- **INSTRUCTIONS FOR THE TASK**
Your task is to copy each line of the material that holds the word "resolution".

- **SOURCE INFORMATION**
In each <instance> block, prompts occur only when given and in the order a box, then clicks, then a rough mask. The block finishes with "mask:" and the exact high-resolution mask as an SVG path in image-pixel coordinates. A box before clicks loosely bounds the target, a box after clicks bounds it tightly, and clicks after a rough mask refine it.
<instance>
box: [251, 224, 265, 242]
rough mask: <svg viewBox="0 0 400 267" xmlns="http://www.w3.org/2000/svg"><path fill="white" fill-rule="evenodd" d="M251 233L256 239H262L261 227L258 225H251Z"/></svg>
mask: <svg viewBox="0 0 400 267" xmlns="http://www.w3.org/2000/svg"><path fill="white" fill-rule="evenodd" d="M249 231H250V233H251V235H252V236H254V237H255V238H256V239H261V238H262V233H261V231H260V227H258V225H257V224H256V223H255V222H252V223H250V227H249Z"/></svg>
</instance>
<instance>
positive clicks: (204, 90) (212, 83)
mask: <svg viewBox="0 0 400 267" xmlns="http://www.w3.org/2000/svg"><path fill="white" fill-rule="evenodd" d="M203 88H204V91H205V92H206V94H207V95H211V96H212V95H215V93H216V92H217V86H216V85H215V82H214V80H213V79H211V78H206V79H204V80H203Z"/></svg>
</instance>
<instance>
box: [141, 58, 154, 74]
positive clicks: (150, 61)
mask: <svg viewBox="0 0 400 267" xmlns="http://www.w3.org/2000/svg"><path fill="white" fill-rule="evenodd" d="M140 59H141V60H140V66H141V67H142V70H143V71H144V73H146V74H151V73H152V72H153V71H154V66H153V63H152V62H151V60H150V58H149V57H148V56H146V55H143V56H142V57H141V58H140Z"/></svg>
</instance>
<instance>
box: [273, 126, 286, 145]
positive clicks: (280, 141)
---
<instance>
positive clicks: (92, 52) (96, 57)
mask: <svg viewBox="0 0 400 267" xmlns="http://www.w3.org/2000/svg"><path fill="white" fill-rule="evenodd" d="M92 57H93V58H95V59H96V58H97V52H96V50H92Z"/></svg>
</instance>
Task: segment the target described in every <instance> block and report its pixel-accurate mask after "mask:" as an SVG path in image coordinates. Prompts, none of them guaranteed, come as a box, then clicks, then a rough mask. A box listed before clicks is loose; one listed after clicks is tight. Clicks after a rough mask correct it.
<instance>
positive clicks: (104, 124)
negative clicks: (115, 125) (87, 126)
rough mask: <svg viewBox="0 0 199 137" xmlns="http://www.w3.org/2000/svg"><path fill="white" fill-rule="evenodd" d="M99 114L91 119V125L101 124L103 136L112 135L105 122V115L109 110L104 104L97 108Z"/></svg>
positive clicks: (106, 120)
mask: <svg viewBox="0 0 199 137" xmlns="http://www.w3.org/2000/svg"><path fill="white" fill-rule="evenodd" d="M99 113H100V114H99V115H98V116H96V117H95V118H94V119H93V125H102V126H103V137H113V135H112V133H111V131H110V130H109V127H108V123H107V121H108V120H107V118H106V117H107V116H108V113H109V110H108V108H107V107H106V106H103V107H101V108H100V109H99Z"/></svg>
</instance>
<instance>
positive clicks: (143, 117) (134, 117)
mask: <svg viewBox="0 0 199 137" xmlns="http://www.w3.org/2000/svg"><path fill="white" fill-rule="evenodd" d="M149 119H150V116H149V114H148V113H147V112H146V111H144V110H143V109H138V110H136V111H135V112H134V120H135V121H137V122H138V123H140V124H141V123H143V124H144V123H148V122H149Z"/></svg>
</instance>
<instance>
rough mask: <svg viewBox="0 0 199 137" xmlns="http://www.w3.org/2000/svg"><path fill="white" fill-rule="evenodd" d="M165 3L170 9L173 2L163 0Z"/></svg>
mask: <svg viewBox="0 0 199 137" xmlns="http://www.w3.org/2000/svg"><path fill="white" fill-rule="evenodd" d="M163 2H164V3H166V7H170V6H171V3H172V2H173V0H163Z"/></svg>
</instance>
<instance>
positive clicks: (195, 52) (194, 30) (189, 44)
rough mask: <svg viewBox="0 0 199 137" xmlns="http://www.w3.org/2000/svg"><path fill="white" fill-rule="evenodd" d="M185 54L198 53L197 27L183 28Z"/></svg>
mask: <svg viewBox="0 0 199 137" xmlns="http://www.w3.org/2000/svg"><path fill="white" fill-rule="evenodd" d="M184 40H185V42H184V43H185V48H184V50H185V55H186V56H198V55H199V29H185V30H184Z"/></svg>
==
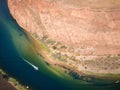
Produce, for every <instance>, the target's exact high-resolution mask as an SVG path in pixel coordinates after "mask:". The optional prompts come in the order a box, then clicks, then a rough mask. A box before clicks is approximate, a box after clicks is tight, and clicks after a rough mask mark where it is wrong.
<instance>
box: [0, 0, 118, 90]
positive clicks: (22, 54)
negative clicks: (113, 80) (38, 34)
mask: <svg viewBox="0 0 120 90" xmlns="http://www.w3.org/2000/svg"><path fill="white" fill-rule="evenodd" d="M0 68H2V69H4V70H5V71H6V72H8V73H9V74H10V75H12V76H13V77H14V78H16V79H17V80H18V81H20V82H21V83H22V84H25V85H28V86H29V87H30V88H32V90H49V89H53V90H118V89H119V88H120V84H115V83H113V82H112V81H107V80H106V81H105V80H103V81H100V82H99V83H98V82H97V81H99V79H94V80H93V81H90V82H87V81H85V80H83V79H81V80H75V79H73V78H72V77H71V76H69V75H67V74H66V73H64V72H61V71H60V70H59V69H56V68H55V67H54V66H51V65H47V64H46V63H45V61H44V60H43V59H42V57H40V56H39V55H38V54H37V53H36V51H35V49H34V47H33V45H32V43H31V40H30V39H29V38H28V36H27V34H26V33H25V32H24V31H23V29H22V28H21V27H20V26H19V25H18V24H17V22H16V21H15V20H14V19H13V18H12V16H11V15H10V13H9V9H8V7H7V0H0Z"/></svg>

- **EXERCISE ANSWER**
In each <instance> block, prompts occur only when given and in the order a box, then clicks, then a rough mask. The block finishes with "mask:" and the exact high-resolution mask as an SVG path in image-pixel coordinates. A box before clicks loosely bounds the target, a box after clicks bounds it tightly, and clicks after a rough mask refine it.
Produce, for every <instance>, the target's exact high-resolution mask as an SVG path in pixel coordinates after "mask:". The optional prompts come in the order a box, then clicks, then a rough mask. A box before clicks is approximate, a box after clicks is tight, and clicks after a rough mask mark where it is wrong.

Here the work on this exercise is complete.